# [GIVEN PROBLEM]
In the records below, set down word for word every line from the one containing "the man's face" through the one containing "top-left (145, 155), bottom-right (188, 221)", both of those lines included.

# [INFORMATION SHOWN]

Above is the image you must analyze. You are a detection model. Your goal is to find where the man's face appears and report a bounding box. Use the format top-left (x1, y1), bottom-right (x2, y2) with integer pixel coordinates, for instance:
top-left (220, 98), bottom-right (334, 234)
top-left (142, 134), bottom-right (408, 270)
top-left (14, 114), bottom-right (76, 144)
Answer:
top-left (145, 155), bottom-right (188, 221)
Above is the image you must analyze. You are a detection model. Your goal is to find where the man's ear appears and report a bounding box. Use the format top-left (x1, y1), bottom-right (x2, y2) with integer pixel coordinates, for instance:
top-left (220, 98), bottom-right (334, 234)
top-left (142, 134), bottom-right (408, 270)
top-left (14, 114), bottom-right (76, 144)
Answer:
--
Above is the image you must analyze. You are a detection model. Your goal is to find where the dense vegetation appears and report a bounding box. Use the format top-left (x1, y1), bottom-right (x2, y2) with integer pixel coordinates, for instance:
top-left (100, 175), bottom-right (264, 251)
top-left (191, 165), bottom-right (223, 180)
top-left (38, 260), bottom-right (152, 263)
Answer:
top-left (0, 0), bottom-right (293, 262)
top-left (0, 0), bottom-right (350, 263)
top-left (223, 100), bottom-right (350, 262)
--
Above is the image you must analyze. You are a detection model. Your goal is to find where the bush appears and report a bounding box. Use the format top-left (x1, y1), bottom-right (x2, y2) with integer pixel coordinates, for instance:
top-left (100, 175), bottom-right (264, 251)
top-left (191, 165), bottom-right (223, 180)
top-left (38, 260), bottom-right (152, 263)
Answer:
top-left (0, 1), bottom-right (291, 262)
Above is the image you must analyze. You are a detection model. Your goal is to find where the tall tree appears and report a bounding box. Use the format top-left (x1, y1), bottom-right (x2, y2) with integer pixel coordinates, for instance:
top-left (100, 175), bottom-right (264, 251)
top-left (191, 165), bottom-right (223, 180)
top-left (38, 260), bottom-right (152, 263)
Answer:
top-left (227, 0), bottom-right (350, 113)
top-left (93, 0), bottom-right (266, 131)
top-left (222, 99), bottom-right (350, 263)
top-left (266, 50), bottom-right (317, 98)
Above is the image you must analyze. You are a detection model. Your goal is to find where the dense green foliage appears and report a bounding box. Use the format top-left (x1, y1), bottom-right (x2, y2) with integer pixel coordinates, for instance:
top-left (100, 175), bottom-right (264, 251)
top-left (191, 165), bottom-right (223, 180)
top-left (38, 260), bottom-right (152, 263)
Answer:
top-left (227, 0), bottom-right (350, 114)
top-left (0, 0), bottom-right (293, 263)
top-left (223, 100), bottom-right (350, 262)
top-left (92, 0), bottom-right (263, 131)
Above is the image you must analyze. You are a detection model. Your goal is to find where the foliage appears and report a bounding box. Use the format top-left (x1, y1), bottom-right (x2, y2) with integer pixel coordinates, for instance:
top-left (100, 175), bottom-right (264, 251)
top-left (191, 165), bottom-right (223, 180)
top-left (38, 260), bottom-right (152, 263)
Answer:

# [THE OUTPUT]
Above is the image you must analyze. You are a detection model. Your goal is to find where the man's face appears and report a bounding box. Use the format top-left (x1, y1), bottom-right (x2, y2) with integer pixel coordinates, for instance:
top-left (220, 98), bottom-right (334, 234)
top-left (142, 134), bottom-right (408, 270)
top-left (14, 114), bottom-right (76, 144)
Answer:
top-left (145, 155), bottom-right (188, 221)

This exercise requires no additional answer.